**Task statement**
Select every line in the records below that contains the word "logo" and copy each of those lines.

(Location identification items)

========================================

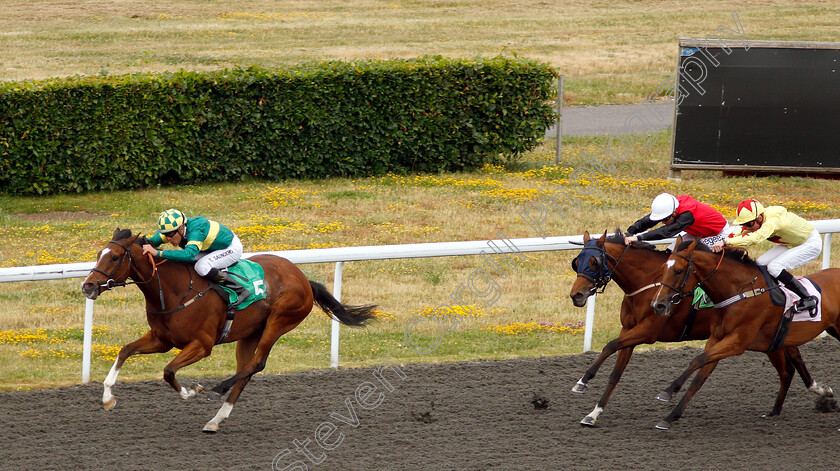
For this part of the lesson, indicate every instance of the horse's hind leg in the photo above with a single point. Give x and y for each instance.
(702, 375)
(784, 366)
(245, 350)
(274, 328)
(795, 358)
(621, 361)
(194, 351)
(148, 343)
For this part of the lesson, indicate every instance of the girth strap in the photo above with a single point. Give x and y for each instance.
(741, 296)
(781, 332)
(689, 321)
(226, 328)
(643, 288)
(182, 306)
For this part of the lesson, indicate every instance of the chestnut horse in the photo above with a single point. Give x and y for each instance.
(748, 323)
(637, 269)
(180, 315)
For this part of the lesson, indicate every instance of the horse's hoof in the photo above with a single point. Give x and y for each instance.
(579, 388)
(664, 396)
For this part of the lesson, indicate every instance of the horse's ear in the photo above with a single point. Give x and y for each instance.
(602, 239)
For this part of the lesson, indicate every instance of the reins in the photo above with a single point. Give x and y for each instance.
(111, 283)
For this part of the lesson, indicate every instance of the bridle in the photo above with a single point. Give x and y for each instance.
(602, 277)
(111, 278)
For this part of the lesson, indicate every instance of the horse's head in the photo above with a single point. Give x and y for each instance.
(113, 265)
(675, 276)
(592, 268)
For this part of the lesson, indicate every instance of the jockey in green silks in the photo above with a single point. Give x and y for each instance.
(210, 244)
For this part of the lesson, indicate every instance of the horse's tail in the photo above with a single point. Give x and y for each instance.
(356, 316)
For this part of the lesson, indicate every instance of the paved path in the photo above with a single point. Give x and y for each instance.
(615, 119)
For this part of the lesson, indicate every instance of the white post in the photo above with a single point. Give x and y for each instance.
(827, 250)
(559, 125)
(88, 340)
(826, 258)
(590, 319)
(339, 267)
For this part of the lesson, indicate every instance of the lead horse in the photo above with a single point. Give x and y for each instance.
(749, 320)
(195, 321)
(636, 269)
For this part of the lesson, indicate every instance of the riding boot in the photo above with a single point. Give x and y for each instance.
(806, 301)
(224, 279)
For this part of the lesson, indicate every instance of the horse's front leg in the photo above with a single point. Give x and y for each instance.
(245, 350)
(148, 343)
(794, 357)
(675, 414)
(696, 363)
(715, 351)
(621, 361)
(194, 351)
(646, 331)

========================================

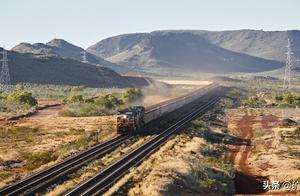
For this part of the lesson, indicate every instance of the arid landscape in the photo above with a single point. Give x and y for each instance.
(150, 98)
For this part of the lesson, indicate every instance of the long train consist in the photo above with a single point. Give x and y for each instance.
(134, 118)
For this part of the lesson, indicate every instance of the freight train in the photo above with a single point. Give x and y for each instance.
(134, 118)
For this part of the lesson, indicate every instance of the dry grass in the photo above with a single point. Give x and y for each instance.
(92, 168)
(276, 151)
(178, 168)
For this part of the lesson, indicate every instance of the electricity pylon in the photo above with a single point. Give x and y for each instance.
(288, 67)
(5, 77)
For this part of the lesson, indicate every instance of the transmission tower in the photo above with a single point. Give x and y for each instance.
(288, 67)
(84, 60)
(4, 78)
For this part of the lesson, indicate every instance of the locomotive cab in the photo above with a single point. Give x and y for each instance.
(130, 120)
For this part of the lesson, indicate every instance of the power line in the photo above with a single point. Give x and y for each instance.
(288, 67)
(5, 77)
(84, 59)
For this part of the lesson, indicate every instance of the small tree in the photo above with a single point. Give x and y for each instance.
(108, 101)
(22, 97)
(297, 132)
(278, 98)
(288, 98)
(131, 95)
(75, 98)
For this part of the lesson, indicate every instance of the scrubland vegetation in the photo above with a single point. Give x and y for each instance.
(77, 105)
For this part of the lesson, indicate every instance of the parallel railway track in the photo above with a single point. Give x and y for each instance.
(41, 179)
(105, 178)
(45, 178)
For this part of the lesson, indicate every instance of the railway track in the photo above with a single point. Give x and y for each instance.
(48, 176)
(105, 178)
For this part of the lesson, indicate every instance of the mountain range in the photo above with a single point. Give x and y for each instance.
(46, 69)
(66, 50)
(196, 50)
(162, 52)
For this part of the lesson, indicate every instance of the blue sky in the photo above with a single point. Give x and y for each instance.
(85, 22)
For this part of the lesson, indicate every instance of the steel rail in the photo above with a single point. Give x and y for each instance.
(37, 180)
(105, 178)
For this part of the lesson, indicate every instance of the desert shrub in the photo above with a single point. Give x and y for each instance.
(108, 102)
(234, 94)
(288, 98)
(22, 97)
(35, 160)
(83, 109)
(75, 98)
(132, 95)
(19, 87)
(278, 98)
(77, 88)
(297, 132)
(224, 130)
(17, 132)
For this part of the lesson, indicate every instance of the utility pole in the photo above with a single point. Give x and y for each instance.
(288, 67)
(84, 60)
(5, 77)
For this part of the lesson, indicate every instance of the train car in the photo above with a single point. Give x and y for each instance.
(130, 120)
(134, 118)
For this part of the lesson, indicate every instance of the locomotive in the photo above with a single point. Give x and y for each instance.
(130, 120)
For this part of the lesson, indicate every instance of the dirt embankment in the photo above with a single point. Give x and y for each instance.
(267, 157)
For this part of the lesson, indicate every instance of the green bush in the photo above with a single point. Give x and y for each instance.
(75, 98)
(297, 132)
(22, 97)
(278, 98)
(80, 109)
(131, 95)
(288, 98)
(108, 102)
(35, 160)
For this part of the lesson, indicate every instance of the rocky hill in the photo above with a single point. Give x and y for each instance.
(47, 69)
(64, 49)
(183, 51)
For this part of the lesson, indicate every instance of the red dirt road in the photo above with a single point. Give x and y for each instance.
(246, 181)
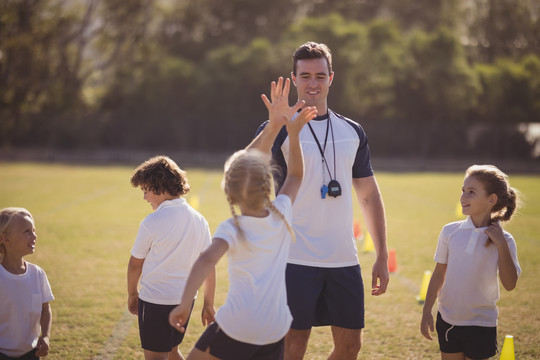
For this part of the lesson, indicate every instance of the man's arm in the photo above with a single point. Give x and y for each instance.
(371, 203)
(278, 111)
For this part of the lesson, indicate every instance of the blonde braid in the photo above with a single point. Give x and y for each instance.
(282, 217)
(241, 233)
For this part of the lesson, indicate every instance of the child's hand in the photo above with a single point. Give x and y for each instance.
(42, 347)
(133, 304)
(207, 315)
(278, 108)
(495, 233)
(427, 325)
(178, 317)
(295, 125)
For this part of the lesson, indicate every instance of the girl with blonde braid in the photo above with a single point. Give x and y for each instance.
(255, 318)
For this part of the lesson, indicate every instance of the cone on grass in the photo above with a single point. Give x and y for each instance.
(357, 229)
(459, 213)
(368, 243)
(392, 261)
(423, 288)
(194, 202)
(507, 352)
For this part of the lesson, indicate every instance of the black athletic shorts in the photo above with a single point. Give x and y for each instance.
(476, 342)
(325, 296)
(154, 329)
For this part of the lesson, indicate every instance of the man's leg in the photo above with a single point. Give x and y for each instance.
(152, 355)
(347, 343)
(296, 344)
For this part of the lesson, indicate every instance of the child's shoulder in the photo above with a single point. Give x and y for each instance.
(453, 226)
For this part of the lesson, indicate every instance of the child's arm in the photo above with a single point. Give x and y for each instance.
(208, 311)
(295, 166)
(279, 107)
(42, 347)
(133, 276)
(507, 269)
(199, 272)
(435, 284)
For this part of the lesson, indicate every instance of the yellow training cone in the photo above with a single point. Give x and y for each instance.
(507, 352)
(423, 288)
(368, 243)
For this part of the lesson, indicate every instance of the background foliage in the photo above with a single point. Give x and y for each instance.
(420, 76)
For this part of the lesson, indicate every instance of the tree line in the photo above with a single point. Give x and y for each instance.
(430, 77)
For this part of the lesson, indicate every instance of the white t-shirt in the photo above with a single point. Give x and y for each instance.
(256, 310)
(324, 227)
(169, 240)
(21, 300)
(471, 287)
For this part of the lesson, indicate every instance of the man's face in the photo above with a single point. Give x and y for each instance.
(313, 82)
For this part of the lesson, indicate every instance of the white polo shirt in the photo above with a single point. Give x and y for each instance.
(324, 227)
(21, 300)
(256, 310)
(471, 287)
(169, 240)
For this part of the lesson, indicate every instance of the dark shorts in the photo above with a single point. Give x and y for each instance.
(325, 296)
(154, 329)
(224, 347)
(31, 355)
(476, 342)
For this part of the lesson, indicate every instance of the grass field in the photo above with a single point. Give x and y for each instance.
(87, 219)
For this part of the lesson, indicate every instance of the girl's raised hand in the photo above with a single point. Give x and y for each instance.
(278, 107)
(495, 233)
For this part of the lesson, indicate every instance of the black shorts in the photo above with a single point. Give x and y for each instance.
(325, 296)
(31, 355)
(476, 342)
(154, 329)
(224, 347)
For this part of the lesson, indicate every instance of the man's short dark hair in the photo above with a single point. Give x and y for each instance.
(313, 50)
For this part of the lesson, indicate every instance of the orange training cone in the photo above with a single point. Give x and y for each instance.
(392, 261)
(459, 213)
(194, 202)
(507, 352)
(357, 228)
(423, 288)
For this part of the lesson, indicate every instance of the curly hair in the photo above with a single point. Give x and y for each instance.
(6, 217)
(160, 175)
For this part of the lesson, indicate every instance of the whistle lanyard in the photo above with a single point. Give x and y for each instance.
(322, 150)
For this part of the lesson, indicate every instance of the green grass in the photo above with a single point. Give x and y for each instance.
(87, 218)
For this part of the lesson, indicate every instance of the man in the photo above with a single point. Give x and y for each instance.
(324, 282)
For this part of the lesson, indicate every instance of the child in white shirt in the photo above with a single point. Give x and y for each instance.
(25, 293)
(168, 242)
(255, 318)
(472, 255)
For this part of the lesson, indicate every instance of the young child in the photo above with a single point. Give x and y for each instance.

========================================

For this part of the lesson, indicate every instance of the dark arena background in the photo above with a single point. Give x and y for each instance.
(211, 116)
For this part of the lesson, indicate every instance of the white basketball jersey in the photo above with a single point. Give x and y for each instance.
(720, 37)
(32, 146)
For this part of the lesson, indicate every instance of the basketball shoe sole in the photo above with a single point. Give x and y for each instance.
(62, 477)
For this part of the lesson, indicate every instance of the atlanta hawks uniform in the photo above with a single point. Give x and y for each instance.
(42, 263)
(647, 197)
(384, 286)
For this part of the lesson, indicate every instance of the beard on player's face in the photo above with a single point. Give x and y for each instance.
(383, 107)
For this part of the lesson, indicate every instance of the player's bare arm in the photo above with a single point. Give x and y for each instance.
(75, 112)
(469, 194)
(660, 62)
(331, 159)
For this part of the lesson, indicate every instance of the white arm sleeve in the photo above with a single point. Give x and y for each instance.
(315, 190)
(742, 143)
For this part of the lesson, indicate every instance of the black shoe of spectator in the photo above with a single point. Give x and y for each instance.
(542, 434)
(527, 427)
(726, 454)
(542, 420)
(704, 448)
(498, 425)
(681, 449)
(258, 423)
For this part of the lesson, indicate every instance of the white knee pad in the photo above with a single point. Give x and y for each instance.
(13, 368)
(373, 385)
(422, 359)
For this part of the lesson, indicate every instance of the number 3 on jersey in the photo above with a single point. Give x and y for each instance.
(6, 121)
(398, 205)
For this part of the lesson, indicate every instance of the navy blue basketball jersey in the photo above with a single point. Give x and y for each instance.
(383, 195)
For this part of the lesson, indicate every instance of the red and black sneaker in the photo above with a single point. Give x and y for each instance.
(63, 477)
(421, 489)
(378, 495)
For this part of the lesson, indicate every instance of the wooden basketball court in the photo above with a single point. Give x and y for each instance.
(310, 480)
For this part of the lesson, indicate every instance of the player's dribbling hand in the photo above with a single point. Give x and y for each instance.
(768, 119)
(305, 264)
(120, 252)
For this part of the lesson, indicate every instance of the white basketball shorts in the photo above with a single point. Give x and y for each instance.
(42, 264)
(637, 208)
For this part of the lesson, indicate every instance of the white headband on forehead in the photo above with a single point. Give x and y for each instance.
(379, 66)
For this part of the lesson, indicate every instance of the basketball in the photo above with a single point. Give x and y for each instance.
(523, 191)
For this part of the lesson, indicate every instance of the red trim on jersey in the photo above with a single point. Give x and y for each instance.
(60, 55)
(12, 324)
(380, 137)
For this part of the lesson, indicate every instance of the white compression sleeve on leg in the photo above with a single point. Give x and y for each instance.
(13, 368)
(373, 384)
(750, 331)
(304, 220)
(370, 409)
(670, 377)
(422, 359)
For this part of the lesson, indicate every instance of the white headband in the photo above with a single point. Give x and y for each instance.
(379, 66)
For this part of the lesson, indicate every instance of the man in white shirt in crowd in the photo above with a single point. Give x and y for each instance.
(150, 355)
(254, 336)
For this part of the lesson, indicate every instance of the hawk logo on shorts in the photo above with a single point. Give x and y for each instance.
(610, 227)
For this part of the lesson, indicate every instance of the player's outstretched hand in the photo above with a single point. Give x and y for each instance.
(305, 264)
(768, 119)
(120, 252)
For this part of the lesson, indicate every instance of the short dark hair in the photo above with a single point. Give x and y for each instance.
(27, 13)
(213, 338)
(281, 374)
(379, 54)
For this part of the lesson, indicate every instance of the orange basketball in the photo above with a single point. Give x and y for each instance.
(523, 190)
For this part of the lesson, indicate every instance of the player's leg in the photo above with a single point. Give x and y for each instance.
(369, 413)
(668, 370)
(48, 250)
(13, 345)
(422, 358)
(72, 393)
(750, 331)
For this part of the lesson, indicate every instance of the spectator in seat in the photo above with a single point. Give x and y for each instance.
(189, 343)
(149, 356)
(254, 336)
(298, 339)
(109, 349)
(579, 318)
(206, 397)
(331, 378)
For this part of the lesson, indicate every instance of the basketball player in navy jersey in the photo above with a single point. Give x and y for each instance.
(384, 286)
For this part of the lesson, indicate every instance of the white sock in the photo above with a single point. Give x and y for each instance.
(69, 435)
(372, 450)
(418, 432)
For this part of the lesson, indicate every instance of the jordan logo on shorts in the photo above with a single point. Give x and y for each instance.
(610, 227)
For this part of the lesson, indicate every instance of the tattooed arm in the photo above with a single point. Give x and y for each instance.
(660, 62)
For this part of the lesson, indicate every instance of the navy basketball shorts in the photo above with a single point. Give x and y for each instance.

========================================

**Right answer**
For this part of the lesson, indicate every instance of the hawk logo on shorts in the photo above with a single point. Give x and y for each instance.
For this part of the lesson, indicate every instance of the jordan logo on shorts in the photo above with a single point. Give x and y for each instance.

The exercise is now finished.